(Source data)
★ ★ ★ ★ ★ ★ ★

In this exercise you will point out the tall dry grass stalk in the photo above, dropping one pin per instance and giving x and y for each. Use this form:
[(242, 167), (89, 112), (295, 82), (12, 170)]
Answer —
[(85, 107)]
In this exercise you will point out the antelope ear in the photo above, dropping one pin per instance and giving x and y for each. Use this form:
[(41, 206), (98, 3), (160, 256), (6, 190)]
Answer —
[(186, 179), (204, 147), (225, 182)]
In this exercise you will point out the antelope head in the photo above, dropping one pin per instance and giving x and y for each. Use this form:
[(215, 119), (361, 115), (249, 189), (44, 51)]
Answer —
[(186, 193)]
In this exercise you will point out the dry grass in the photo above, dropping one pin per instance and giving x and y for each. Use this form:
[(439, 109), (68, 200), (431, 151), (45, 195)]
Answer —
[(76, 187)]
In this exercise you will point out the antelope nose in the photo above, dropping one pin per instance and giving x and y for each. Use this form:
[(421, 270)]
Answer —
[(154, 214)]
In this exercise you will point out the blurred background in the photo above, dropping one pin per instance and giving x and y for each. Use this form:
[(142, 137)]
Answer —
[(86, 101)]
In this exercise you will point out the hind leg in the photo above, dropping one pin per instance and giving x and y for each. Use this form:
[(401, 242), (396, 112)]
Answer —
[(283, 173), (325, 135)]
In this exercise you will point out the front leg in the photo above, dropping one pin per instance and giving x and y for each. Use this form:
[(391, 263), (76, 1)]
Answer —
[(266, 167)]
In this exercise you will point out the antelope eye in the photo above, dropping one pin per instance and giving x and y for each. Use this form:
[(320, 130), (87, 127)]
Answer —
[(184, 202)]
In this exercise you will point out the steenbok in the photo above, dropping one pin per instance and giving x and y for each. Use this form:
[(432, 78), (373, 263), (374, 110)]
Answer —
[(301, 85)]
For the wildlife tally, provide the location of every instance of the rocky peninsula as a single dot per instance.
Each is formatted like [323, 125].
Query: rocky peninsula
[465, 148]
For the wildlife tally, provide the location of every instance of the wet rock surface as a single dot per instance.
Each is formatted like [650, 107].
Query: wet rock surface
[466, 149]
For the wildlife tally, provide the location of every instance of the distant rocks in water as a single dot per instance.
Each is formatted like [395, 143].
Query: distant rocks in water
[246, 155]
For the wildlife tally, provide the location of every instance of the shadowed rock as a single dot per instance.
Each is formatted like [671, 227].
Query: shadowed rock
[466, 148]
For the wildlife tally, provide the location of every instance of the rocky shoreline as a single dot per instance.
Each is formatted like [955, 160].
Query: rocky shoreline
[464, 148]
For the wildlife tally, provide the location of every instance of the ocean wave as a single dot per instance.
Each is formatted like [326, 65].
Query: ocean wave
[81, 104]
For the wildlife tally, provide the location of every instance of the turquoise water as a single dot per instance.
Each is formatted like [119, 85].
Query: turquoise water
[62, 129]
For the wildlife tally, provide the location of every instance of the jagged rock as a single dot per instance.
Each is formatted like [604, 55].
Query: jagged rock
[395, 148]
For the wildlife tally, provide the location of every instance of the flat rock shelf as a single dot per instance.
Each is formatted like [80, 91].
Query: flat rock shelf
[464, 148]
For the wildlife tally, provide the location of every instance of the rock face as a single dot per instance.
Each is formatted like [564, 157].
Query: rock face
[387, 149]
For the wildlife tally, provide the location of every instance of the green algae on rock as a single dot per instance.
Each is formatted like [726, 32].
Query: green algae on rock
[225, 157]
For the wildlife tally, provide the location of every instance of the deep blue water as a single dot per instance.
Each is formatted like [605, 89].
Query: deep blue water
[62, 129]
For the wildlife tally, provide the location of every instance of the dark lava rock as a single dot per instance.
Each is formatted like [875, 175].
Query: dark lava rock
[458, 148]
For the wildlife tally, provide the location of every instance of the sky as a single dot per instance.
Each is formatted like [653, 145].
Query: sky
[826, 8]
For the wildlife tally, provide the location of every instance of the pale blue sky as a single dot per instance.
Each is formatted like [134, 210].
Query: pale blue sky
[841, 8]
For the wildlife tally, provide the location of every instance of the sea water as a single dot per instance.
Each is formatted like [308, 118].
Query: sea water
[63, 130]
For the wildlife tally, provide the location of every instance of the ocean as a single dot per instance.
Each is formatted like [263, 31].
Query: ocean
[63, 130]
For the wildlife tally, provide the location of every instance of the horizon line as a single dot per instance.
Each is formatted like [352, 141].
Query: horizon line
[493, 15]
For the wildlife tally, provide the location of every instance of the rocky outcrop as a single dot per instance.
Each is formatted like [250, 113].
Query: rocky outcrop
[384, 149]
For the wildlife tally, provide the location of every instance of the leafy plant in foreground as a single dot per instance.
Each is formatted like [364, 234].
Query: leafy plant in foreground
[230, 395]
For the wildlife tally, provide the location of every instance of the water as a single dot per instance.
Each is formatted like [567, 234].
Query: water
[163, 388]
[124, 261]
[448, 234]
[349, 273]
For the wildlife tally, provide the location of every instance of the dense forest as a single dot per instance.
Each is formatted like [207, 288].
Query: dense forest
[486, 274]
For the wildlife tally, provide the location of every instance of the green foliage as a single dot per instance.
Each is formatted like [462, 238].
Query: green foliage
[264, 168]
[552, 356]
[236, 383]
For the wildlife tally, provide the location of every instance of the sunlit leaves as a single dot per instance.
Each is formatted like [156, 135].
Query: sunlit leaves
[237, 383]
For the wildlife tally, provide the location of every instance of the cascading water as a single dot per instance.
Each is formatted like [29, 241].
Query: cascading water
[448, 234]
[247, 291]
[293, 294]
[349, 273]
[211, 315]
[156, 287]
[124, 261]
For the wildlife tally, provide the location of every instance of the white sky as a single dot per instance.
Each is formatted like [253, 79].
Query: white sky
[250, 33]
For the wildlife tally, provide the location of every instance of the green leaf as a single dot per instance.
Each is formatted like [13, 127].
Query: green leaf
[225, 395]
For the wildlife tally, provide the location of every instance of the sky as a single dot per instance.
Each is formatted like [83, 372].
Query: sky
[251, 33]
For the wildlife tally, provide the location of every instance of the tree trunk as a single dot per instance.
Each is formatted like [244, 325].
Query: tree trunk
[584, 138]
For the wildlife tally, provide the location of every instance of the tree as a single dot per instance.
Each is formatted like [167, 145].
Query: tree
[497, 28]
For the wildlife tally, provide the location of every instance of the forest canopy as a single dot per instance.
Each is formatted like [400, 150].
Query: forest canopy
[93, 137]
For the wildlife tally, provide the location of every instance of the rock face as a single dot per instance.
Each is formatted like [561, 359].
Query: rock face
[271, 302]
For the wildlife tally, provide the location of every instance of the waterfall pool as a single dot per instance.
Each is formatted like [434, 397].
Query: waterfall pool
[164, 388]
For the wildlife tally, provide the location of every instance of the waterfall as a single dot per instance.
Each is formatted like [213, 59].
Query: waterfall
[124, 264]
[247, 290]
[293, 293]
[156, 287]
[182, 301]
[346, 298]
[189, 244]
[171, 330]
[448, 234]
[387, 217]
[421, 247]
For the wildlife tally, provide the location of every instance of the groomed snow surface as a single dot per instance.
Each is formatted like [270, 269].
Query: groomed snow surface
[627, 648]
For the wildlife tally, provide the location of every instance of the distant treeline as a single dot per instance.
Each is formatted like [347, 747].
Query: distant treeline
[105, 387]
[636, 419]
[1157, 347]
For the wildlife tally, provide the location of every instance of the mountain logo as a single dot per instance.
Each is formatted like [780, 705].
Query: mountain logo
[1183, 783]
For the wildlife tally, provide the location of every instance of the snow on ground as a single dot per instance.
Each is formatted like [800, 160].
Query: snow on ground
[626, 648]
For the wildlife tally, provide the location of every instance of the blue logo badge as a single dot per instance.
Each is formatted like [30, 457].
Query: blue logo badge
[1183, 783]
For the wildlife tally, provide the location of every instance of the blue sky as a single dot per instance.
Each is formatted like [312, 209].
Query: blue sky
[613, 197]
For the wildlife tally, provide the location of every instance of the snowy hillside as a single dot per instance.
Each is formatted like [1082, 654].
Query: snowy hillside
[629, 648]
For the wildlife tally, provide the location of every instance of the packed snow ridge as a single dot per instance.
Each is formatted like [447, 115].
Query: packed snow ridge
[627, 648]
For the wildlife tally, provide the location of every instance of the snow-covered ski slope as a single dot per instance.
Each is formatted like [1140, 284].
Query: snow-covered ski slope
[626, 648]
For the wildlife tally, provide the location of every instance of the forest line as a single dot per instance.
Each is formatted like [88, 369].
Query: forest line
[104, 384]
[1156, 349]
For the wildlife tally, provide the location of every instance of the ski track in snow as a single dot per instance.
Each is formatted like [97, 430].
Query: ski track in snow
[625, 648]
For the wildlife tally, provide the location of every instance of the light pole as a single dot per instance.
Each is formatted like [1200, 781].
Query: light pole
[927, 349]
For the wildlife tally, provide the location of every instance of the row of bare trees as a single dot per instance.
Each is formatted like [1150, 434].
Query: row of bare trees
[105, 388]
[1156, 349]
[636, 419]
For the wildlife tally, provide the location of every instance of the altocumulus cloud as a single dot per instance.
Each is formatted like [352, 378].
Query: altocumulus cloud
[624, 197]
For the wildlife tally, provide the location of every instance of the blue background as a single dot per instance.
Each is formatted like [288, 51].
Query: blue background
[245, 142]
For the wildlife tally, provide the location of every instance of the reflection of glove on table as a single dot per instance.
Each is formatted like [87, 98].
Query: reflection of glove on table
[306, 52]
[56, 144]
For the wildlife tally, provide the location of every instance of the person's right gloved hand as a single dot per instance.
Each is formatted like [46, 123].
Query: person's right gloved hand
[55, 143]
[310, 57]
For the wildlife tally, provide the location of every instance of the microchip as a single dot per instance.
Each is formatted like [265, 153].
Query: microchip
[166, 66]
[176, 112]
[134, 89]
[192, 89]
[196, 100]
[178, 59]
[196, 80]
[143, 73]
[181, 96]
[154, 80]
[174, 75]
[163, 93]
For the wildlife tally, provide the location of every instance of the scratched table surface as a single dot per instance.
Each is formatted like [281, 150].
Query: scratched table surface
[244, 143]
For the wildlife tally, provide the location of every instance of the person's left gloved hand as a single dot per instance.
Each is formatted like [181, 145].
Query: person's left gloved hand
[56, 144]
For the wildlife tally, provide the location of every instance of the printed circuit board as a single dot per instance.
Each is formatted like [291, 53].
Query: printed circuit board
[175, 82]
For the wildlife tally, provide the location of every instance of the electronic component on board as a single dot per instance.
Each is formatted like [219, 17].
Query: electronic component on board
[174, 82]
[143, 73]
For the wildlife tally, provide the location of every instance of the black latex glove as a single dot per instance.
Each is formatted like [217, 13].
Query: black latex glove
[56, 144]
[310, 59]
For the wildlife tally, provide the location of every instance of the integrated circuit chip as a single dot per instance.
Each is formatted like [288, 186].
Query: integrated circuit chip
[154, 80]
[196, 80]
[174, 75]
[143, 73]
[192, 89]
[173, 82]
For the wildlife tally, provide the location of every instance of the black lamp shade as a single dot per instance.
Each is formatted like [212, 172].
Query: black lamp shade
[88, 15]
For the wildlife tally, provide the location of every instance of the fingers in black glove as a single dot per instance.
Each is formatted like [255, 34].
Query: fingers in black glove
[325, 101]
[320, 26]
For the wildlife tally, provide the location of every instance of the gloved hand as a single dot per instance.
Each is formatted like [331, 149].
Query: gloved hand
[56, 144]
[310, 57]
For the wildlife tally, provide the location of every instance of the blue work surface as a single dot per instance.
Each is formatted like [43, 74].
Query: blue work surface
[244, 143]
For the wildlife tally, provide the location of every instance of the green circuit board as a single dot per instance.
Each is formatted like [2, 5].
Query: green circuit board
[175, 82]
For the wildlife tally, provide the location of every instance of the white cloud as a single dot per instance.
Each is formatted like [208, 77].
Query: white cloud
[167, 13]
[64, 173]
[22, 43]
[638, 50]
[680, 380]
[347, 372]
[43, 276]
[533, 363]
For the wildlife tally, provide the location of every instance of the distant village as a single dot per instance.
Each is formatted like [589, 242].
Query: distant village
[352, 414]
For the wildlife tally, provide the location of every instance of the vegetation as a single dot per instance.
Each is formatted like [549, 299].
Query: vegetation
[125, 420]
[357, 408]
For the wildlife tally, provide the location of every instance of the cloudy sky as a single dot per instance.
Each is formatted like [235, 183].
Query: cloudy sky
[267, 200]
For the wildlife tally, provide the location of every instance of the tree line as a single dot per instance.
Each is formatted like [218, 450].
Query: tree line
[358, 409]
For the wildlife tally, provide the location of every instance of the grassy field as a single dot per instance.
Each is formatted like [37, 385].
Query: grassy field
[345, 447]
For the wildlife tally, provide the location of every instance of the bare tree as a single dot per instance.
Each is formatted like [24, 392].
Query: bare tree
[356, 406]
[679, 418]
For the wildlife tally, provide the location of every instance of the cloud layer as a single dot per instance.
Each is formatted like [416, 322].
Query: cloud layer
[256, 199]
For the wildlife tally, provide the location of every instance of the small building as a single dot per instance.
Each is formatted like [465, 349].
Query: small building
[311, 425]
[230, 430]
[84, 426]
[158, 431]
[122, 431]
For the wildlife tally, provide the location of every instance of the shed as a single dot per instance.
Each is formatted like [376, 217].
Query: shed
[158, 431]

★ ★ ★ ★ ★ ★ ★

Required work: Which lines above run from the one containing "Each is formatted like [800, 160]." down to the one containing "forest line as a single dot per instance."? Repeat exactly those, both ends included, and nothing else.

Task result:
Each is formatted like [800, 160].
Query: snow on ground
[626, 648]
For the wildlife tally, provide the location of every instance of the blue logo badge as a single dot per instance.
Each is formatted like [30, 457].
Query: blue logo badge
[1183, 783]
For the wildlife tally, provide the location of every instance of the blue sky as a single dot per instance.
Each is formatted like [312, 209].
Query: blue sky
[613, 197]
For the wildlife tally, provide the location of every instance of the snowy hillside as a single dot per instance.
Each is formatted like [1082, 654].
Query: snowy hillside
[629, 648]
For the wildlife tally, provide the location of every instance of the packed snow ridge as a single dot per instance.
Each is formatted like [447, 115].
Query: packed snow ridge
[627, 648]
For the wildlife tally, provide the location of every instance of the snow-covered ski slope as a single dot per instance.
Each is formatted like [1140, 284].
Query: snow-covered ski slope
[626, 648]
For the wildlife tally, provide the location of every instance of the forest line as a single dot per instance.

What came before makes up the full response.